• **TEXT**:
Curie, Pierre

Curie, Pierre << KYOO ree, pyair >> (1859-1906), was a French physicist. He shared the 1903 Nobel Prize in physics with his wife, Marie, and the French physicist Antoine Henri Becquerel. The three scientists won the award for their work with radioactivity. In 1898, the Curies had discovered two radioactive elements, polonium and radium. They had discovered radium with the help of the French chemist Gustave Bémont.

French physicists Pierre and Marie Curie
French physicists Pierre and Marie Curie

Pierre Curie was born in Paris, France, on May 15, 1859. He was mostly homeschooled. His lack of formal educational credentials sometimes hampered his rise through the scientific establishment. In 1878, he began working in the physics laboratories at the Sorbonne, a school in Paris.

At the Sorbonne, Pierre conducted physics experiments with his brother Jacques. In 1880, the two brothers discovered an electrical property known as piezoelectricity in crystals. Pierre and Jacques worked together until 1883, when Jacques moved out of Paris.

• **WHAT TO DO**: Retype the part of the Pierre Curie text starting at "Pierre Curie was" and ending at "out of Paris.".

• **EXTRACTED RECORDS**:
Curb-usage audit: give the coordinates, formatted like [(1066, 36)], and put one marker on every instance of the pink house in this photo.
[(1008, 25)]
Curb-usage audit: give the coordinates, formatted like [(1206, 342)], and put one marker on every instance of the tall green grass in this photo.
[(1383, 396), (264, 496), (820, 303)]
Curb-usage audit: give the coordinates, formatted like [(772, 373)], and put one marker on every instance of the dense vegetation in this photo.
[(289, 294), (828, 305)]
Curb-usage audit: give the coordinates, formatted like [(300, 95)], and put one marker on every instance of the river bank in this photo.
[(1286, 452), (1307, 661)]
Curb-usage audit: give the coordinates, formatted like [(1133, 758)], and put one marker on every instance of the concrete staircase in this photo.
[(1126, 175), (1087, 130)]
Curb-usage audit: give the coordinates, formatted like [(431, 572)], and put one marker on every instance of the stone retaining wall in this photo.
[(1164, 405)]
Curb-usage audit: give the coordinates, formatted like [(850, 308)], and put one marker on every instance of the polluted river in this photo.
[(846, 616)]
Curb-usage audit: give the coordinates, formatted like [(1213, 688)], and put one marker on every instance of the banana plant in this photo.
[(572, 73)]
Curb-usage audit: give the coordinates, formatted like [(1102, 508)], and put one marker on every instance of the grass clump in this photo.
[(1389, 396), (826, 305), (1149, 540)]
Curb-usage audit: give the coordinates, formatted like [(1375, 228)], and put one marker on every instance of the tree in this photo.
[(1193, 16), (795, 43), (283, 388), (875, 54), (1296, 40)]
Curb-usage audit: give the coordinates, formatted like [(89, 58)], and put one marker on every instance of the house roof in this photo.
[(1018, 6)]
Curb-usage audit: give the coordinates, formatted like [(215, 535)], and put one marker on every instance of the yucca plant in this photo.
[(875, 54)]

• **EXERCISE ANSWER**:
Pierre Curie was born in Paris, France, on May 15, 1859. He was mostly homeschooled. His lack of formal educational credentials sometimes hampered his rise through the scientific establishment. In 1878, he began working in the physics laboratories at the Sorbonne, a school in Paris.

At the Sorbonne, Pierre conducted physics experiments with his brother Jacques. In 1880, the two brothers discovered an electrical property known as piezoelectricity in crystals. Pierre and Jacques worked together until 1883, when Jacques moved out of Paris.